▶ TASK PROMPT: Could you write out each entry exactly as it reads?

▶ SUPPLIED INFORMATION:
[Start of section]

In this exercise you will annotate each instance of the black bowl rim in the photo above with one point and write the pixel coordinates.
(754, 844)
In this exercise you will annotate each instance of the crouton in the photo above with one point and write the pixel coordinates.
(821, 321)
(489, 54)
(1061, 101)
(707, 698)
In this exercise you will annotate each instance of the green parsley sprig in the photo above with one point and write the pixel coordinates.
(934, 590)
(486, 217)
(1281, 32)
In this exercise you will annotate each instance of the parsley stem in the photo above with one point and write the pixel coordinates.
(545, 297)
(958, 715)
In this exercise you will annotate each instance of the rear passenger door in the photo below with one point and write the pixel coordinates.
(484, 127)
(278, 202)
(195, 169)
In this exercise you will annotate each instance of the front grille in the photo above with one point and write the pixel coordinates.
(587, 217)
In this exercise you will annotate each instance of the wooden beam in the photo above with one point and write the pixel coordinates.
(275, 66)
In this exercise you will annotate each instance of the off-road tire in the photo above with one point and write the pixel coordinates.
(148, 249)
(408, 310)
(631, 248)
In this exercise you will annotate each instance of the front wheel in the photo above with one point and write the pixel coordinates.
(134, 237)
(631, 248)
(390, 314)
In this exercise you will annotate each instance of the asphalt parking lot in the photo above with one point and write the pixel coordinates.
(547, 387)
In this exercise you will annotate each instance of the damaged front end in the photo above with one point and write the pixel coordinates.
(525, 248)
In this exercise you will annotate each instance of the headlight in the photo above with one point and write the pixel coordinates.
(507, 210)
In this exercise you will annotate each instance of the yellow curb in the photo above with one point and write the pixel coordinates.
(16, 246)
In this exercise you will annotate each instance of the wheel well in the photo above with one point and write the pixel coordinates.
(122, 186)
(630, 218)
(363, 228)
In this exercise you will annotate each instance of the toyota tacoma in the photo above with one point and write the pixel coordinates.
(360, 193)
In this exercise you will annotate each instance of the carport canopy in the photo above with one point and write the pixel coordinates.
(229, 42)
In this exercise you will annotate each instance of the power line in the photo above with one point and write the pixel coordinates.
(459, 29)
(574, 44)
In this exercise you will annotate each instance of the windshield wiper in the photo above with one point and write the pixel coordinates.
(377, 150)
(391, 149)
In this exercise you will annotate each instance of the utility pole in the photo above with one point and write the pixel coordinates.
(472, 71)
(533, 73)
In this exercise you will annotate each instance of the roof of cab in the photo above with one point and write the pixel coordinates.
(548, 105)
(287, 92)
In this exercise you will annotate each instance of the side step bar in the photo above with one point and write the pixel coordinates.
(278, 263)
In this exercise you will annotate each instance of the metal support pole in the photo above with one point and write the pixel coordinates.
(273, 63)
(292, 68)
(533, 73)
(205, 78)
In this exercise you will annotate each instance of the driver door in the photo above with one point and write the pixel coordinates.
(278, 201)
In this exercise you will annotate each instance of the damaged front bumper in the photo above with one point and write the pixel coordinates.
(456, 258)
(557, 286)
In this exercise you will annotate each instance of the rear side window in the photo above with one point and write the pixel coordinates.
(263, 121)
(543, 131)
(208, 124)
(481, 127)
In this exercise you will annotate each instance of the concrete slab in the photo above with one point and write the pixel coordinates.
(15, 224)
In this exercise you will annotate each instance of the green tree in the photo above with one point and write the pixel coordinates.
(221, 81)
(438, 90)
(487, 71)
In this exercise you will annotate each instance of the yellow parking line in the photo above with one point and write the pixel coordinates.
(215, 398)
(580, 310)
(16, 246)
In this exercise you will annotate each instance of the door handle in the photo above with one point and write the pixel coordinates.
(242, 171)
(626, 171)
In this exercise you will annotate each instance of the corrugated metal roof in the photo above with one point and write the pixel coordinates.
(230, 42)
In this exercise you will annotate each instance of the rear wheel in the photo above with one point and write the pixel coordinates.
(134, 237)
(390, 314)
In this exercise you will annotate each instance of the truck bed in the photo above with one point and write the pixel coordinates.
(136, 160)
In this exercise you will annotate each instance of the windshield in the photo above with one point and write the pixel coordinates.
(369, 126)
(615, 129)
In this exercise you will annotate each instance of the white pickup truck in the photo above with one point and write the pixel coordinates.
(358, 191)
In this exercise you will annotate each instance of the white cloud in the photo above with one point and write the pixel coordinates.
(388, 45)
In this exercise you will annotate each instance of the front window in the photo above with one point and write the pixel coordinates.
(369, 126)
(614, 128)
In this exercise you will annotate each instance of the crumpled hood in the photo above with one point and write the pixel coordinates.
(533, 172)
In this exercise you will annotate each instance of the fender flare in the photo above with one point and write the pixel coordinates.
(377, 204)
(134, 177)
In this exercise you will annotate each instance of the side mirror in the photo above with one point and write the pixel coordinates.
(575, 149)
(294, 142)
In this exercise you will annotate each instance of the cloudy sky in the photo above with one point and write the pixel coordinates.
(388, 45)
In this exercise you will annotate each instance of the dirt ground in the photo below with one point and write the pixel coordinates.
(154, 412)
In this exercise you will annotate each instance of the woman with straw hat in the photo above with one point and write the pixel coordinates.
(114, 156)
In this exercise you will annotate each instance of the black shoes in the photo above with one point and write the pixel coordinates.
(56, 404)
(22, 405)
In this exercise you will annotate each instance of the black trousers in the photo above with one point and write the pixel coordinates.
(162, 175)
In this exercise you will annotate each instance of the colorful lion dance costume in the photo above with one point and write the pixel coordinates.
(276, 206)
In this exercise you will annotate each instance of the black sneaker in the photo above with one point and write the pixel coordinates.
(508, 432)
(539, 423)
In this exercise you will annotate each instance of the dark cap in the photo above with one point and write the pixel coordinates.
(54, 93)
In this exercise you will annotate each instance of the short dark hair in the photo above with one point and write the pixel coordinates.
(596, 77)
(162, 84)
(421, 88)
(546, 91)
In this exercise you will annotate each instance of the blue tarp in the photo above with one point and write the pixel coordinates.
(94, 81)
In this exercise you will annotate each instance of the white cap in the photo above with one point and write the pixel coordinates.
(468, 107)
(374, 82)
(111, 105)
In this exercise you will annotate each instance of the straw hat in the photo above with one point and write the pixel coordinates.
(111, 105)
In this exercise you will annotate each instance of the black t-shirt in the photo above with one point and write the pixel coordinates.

[End of section]

▶ ANSWER TO THIS PROBLEM:
In this exercise you will annotate each instance of the black bowl rim in the photo above with one point and write the pixel coordinates.
(754, 844)
In this exercise you will annotate each instance of the crouton in the photo above with one point and write the pixel coordinates.
(821, 321)
(489, 54)
(1061, 101)
(707, 698)
In this exercise you will annotate each instance of the green parsley sprig in the photo above with one point and write the pixel coordinates.
(934, 590)
(486, 217)
(1281, 32)
In this exercise you will annotate each instance of the parsley stem in the photo above with one point and write the pixel coordinates.
(545, 297)
(958, 715)
In this exercise you will annotate each instance of the rear passenger door in the photo below with one point and write the pixel coordinates.
(484, 127)
(278, 202)
(195, 169)
In this exercise you will annotate each instance of the front grille in the photo above with one point and write the pixel coordinates.
(587, 217)
In this exercise you will annotate each instance of the wooden beam in the photo above with one point and write the pixel coordinates.
(275, 66)
In this exercise you will annotate each instance of the off-road tire in the photo above with one point and write the pixel coordinates.
(148, 249)
(408, 310)
(631, 248)
In this exercise you will annotate each instance of the front wheel in the photo above with one point and write the pixel coordinates.
(134, 237)
(631, 248)
(390, 314)
In this exercise you will annotate each instance of the asphalt parking lot in the photo above with one point and write the pixel coordinates.
(547, 387)
In this exercise you will annotate each instance of the damaged front end in the photo above with one point and write the pixel coordinates.
(525, 248)
In this exercise you will annotate each instance of the headlight in the photo above with one point and write the pixel coordinates.
(507, 210)
In this exercise you will annotate each instance of the yellow curb in the photo above with one point and write the pixel coordinates.
(16, 246)
In this exercise you will annotate each instance of the wheel well in the photo above with one point and write the pixel coordinates.
(122, 186)
(630, 218)
(363, 228)
In this exercise you will annotate each instance of the toyota tacoma in the photo above with one point and write the pixel coordinates.
(360, 193)
In this exercise you will annotate each instance of the carport canopy in the photo above with one point and write the pixel coordinates.
(229, 42)
In this exercise you will annotate each instance of the power line in the photo above with one point and write the pixel coordinates.
(459, 29)
(574, 44)
In this exercise you will annotate each instance of the windshield wiper in the photo above with one point and write the pixel coordinates.
(377, 150)
(391, 149)
In this exercise you will annotate each instance of the utility pole in the photo above with one point and write the pixel coordinates.
(472, 71)
(533, 73)
In this exercise you will annotate each instance of the roof of cab in the photo above with one point and write the pixel coordinates.
(548, 105)
(287, 92)
In this exercise you will annotate each instance of the side step bar in the photo above with one point and write the pixel coordinates.
(278, 263)
In this exercise you will annotate each instance of the metal support pole in the photo above with one point and write the pixel coordinates.
(273, 63)
(292, 68)
(533, 73)
(205, 78)
In this exercise you will annotate each instance of the driver door in the photo above with one point and write the pixel coordinates.
(278, 201)
In this exercise you will annotate each instance of the damaged front bumper in the photo above with one point and write the pixel coordinates.
(456, 258)
(557, 286)
In this exercise you will annotate each instance of the rear side window in the photo above with one point and write the pixel coordinates.
(263, 121)
(543, 131)
(208, 124)
(481, 127)
In this exercise you will annotate each instance of the concrete slab in the photo above with one point and write the pixel coordinates.
(15, 224)
In this exercise you will annotate each instance of the green tree in the photo above with one point and write the pixel coordinates.
(221, 81)
(438, 90)
(487, 71)
In this exercise you will annotate each instance of the yellow parking line in the photo above with one point and write the pixel coordinates.
(215, 398)
(580, 310)
(16, 246)
In this exercise you will annotate each instance of the door handle in the photo above with one point and write the pixel coordinates.
(242, 171)
(626, 171)
In this exercise you will annotate each instance of the corrugated metal roof in the photo above with one point and write the pixel coordinates.
(230, 42)
In this exercise you will annotate each instance of the rear wheel in the photo above with one point and write the pixel coordinates.
(134, 237)
(390, 314)
In this exercise you will annotate each instance of the truck bed in the photo above with one point and write the pixel coordinates.
(136, 160)
In this exercise you will annotate each instance of the windshield in the photo above with one point and write the pixel coordinates.
(369, 126)
(615, 129)
In this exercise you will annotate each instance of the white pickup truck in the photo above with one point and write the pixel coordinates.
(358, 191)
In this exercise you will annotate each instance of the white cloud in the photo above with one point and write the pixel coordinates.
(388, 45)
In this exercise you will annotate each instance of the front window in the photo above with one point and write the pixel coordinates.
(369, 126)
(614, 128)
In this exercise you will annotate each instance of the crumpled hood in the photo above with one point and write the pixel coordinates.
(533, 172)
In this exercise you will annotate each instance of the fender flare in the photo above with one point and write the pixel coordinates.
(377, 204)
(134, 177)
In this exercise you will annotate each instance of the side mirror in the photo above with one point and write the pixel coordinates.
(575, 149)
(294, 142)
In this exercise you will annotate each instance of the cloudy sky in the photo above with one point and write the pixel coordinates.
(388, 45)
In this exercise you will annotate each instance of the dirt ground in the photo below with one point and write the pixel coordinates.
(154, 412)
In this exercise you will annotate each instance of the woman with straw hat in the photo above with one point and write the pixel coordinates.
(114, 156)
In this exercise you will annotate each instance of the black shoes in the photo above with one point and write the pixel coordinates.
(56, 404)
(22, 405)
In this exercise you will annotate each instance of the black trousers in the photo above with one point and write the pixel coordinates.
(162, 175)
In this exercise you will annotate each instance of the colorful lion dance costume in the photo above with one point and write the pixel coordinates.
(276, 206)
In this exercise you will annotate each instance of the black sneaker in the photo above with one point and write the pixel coordinates.
(508, 432)
(539, 423)
In this exercise you will annotate each instance of the dark cap in the photo above with one point and write the pixel coordinates.
(54, 93)
In this exercise you will annotate each instance of the short dark hair in the photo above with one point and write the pixel coordinates.
(596, 77)
(162, 84)
(421, 88)
(546, 91)
In this exercise you will annotate each instance of the blue tarp in the photo above with one point and write the pixel coordinates.
(94, 81)
In this exercise you will annotate each instance of the white cap in the photo above with one point and write the pixel coordinates.
(468, 107)
(374, 82)
(111, 105)
In this exercise you will annotate each instance of the straw hat in the photo above with one point and write the pixel coordinates.
(111, 105)
In this exercise you will annotate each instance of the black t-shirt in the photo above with one point and write the pixel coordinates.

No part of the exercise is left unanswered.